(Directions): What you return should be the line containing "Agricultural drone survey: scan the aerial photo for grass" and each line after it to the end of the records, copied exactly.

##### Stored data #####

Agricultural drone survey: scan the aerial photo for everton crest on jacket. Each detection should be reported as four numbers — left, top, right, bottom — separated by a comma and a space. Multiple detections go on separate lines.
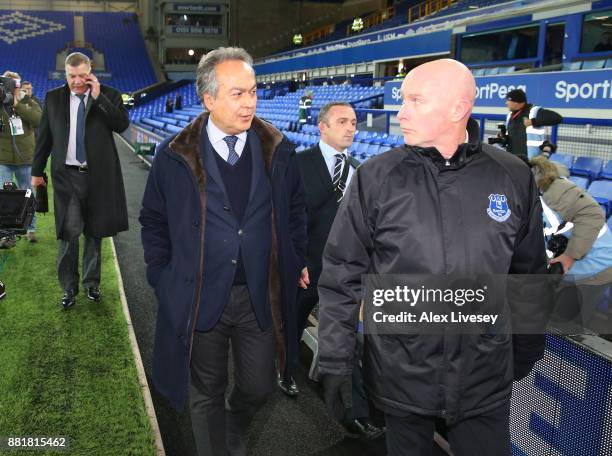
317, 141, 548, 423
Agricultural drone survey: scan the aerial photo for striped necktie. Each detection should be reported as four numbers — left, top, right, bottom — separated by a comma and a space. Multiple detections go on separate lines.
224, 135, 240, 166
332, 153, 345, 188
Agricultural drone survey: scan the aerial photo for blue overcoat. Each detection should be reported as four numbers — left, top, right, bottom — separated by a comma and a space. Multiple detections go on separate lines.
140, 112, 307, 410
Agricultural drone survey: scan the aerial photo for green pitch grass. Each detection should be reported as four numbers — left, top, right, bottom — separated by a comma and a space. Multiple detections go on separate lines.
0, 182, 156, 456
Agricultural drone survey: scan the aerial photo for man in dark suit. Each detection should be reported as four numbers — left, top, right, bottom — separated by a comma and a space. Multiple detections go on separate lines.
281, 101, 384, 440
31, 52, 129, 309
139, 47, 307, 456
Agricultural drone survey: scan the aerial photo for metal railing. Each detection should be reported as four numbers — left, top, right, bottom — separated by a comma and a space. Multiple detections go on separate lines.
407, 0, 456, 23
345, 6, 397, 36
473, 114, 612, 161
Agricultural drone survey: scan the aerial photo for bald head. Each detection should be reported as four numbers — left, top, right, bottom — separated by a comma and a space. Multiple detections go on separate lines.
409, 59, 476, 105
397, 59, 476, 157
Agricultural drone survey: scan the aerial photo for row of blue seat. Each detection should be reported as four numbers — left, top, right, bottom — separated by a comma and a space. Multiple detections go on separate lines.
562, 59, 612, 71
549, 154, 612, 182
582, 180, 612, 217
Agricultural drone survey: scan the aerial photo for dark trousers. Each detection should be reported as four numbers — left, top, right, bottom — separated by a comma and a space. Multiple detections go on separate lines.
295, 286, 370, 421
189, 285, 275, 456
57, 169, 101, 292
385, 401, 511, 456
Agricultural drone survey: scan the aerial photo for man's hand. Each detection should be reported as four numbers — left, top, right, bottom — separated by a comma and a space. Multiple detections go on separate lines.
86, 74, 101, 99
31, 176, 46, 187
523, 118, 532, 127
298, 267, 309, 289
550, 253, 575, 274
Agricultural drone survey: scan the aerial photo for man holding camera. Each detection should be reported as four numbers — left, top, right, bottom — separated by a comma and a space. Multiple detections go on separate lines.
31, 52, 129, 309
0, 70, 42, 244
504, 88, 562, 159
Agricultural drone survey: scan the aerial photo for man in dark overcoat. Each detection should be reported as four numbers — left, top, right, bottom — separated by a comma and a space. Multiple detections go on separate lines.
32, 52, 129, 309
139, 47, 307, 456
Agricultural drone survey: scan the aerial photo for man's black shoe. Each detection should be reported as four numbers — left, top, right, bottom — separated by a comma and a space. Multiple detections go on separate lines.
278, 374, 299, 397
61, 290, 76, 310
86, 287, 101, 302
343, 418, 385, 440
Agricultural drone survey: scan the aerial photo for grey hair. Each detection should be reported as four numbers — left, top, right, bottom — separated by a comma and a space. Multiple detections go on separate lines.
196, 47, 254, 99
318, 101, 353, 124
65, 52, 91, 68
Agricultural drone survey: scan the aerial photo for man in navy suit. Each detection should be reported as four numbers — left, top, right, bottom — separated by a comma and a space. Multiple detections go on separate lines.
283, 102, 384, 440
140, 47, 307, 456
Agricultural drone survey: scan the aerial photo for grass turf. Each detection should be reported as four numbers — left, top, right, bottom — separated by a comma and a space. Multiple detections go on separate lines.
0, 181, 156, 455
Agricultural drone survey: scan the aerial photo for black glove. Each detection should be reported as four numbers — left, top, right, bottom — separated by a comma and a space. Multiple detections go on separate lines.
513, 359, 537, 381
322, 374, 352, 421
513, 334, 546, 381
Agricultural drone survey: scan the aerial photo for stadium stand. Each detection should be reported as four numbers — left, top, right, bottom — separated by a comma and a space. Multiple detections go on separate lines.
569, 175, 589, 190
549, 153, 575, 171
602, 161, 612, 180
0, 10, 155, 99
0, 10, 74, 99
588, 180, 612, 217
289, 0, 517, 50
82, 12, 156, 92
572, 156, 604, 182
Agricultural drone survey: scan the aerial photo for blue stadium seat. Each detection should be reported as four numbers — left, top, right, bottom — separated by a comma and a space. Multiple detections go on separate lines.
562, 61, 582, 71
355, 131, 369, 142
582, 59, 606, 70
497, 66, 516, 74
356, 142, 369, 156
601, 161, 612, 180
572, 157, 603, 181
588, 180, 612, 217
366, 144, 381, 157
549, 153, 574, 171
141, 118, 164, 129
569, 176, 588, 190
606, 58, 612, 69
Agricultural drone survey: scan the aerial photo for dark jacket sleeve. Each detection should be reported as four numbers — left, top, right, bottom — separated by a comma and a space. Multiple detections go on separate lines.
531, 108, 562, 128
286, 146, 308, 270
94, 87, 130, 133
31, 91, 53, 177
139, 144, 172, 287
317, 167, 373, 375
508, 173, 550, 368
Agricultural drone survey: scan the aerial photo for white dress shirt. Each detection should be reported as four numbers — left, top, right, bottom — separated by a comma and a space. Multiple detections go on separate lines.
206, 117, 247, 162
66, 89, 90, 166
319, 140, 355, 187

#####

(Response for this exercise):
Agricultural drone survey: scan the aerial photo for grass turf. Each detection should be reported as four numbers — left, top, right, bottom — separated by a comma and a space. Multiple detections go on separate lines.
0, 181, 156, 455
Agricultural drone survey: scan the aerial photo for black glove. Each detection should be reported as four numbers — left, top, right, bottom — separated by a comma and a space. Multiple detections go on separate lines.
513, 359, 537, 381
322, 374, 352, 421
513, 334, 546, 381
Agricultural drone survey: scan the aerial photo for stadium stand. Each detection should be reported as four numbers — left, top, right, bottom — separated by a comma and a space. Multiple detections go on separate lines.
569, 175, 589, 190
549, 153, 575, 171
602, 161, 612, 180
0, 10, 155, 99
0, 10, 74, 99
588, 180, 612, 217
289, 0, 517, 50
82, 12, 156, 92
572, 156, 604, 182
Agricultural drone survey: scan the aerial photo for blue stadium seat. Each detection should be reported as four numbers — left, top, right, bottom — separated by a comma and a space. Multiple detections go on separate lines.
562, 61, 582, 71
355, 131, 369, 142
582, 59, 606, 70
497, 66, 516, 74
356, 142, 369, 156
601, 161, 612, 180
572, 157, 603, 181
588, 180, 612, 217
366, 144, 381, 157
549, 153, 574, 171
141, 118, 164, 129
569, 176, 588, 190
606, 58, 612, 69
Agricultural drone survey: scan the aerial photo for dark jacket sleeve. Each detection should be reported as four numbers — left, top, right, bottom — separated by a comma and a space. Multiple detections go on separate lines.
531, 108, 562, 128
286, 146, 308, 270
94, 87, 130, 133
31, 91, 53, 177
139, 144, 172, 287
317, 167, 373, 375
508, 173, 550, 368
Agricultural drone survey: scan the aerial photo for white dress shirt. Each detection should be reported as four numbers — left, top, right, bottom — separated by a comma and a space. Multiple detections go on separate lines.
206, 117, 247, 162
66, 89, 90, 166
319, 140, 355, 187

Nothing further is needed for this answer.